─── Data for the task

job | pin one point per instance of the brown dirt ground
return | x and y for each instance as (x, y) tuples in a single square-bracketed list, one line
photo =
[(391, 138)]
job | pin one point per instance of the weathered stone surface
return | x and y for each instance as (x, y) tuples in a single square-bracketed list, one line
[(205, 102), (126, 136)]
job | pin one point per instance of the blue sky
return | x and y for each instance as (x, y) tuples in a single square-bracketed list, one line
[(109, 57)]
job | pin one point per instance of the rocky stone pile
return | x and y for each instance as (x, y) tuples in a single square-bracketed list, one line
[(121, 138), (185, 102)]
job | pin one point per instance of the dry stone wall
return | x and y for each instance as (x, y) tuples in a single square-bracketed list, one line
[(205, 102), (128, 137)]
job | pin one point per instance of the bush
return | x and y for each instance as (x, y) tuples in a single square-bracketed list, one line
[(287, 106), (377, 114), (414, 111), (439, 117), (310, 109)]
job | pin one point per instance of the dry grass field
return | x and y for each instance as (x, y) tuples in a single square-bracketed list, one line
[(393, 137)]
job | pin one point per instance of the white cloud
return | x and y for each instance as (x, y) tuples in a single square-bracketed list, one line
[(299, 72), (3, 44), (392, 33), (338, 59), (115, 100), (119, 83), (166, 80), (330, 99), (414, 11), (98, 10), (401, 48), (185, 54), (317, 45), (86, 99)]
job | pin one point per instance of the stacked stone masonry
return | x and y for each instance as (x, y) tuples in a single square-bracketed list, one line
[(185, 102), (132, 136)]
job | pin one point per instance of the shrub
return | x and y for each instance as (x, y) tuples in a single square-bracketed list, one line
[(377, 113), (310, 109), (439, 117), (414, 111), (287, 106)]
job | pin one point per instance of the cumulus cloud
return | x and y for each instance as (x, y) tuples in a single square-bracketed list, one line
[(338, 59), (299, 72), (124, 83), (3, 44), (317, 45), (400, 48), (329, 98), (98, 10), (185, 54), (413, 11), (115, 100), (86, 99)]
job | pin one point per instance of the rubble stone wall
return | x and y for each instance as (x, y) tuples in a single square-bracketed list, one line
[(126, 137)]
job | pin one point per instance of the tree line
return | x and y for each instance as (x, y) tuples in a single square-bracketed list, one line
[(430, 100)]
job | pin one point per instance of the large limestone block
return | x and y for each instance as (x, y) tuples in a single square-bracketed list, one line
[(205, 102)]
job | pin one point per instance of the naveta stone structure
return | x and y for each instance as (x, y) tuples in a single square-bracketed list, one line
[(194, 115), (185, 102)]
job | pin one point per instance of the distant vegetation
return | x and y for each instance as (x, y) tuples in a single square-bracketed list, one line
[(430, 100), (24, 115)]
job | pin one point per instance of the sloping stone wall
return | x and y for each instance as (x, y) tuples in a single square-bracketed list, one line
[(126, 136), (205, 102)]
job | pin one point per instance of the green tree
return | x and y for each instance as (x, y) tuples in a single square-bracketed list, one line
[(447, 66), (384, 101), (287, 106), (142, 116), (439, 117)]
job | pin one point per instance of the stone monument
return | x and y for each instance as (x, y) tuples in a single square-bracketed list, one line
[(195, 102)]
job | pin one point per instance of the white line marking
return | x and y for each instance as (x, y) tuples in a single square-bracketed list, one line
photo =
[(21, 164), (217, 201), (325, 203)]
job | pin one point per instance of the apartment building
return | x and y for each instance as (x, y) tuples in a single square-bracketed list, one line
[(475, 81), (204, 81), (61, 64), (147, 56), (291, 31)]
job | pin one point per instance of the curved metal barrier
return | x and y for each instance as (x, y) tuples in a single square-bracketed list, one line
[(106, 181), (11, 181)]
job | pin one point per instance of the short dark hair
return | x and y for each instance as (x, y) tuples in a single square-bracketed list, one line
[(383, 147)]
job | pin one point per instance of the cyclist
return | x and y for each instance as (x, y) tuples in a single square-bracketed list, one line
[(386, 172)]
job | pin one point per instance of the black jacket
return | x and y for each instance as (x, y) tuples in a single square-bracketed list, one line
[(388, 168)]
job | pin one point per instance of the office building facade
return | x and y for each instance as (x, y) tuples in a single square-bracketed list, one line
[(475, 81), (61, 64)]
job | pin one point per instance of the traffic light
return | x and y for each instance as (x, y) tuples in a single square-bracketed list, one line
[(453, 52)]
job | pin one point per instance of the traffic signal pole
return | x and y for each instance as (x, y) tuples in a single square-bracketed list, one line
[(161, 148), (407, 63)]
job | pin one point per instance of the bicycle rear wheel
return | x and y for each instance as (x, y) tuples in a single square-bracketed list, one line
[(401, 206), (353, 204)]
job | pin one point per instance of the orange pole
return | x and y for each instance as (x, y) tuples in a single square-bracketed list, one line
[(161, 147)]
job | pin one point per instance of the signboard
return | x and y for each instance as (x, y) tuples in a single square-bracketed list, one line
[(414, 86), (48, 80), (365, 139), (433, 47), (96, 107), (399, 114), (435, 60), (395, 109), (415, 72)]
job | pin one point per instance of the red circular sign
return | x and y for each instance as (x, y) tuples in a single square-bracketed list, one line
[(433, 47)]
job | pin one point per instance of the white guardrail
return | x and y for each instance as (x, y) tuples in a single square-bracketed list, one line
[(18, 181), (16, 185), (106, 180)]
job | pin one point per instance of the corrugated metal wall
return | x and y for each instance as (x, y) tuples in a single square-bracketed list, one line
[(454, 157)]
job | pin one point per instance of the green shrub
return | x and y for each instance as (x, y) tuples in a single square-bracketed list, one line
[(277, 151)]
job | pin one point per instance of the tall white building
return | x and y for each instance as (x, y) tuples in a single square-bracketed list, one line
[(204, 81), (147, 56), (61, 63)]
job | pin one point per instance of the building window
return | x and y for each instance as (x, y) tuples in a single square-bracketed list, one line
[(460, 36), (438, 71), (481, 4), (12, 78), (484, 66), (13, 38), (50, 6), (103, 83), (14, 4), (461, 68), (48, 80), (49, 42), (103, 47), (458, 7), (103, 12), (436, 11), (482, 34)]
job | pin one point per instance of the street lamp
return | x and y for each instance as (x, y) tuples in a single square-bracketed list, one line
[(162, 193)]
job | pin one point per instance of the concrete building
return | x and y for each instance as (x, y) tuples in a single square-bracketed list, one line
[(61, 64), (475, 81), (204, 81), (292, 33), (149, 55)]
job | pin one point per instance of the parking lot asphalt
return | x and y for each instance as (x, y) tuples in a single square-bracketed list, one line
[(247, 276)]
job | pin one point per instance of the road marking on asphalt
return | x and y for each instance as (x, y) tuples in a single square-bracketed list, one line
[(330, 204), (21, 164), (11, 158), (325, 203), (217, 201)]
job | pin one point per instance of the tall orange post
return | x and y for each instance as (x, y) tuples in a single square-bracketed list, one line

──────

_Task brief_
In the records above, locate each line with the word "traffic". Copy all such lines.

_Your solution_
job | pin one point per instance of the traffic light
job | pin one point per instance of the traffic signal pole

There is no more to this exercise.